» TEXT TO READ
# Montana Fifth Wheels



## Gil Math (Apr 2, 2006)

I'm looking at a new Montana Fifth Wheel not the Mountaineer only because the Montana has a few extras I like . Mor-Ryde Axle and a few other refinements. It looks like a well made trailer for the PRICE. It measures 33' but t's called a 30 something.
Can anyone give some info on this trailer....GOOD or BAD
Thanks


----------



## Shadow (Apr 9, 2006)

Montana Fifth Wheels

Gil, We own a Montana 5th wheel and are very happy with it. Had it back to the dealer one time to fix a couple of things they and I missed on the walk around. Seems to be holding up just fine. As far as Keystone, I'm on my second 5th wheel with them and I have no complaints. Would of kept the first one, but we wanted a double slide.


----------



## C Nash (Apr 9, 2006)

Montana Fifth Wheels

Gil, I also owned a Cougar 5th wheel which is made by Keystone and it was never back for any problems other than a recall to better brace the front. Think they are a pretty good buy for the money. lot of them on the road around here.


----------



## s.harrington (Apr 23, 2006)

Montana Fifth Wheels

Everyone I know that has a Montana loves it.  One of my cusomers just bought a new 36 footer and except for the usually things missed by the PDI tech he hasn't had any problems.

» RECORDED INFORMATION
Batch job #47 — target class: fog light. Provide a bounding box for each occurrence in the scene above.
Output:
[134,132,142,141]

» WHAT IS ASKED
1/ According to the forum thread, why did Shadow not keep the first Keystone fifth wheel?
2/ Set down the part of the forum thread that begins at the words "I'm looking at" and stops after the words "a double slide.".
3/ Name every person who posted in the forum thread.
The material is separate from the forum thread.

» SOLUTIONS FOR EACH TASK
1/ Shadow wanted a double slide.

2/
I'm looking at a new Montana Fifth Wheel not the Mountaineer only because the Montana has a few extras I like . Mor-Ryde Axle and a few other refinements. It looks like a well made trailer for the PRICE. It measures 33' but t's called a 30 something.
Can anyone give some info on this trailer....GOOD or BAD
Thanks


----------



## Shadow (Apr 9, 2006)

Montana Fifth Wheels

Gil, We own a Montana 5th wheel and are very happy with it. Had it back to the dealer one time to fix a couple of things they and I missed on the walk around. Seems to be holding up just fine. As far as Keystone, I'm on my second 5th wheel with them and I have no complaints. Would of kept the first one, but we wanted a double slide.

3/ Gil Math, Shadow, C Nash, s.harrington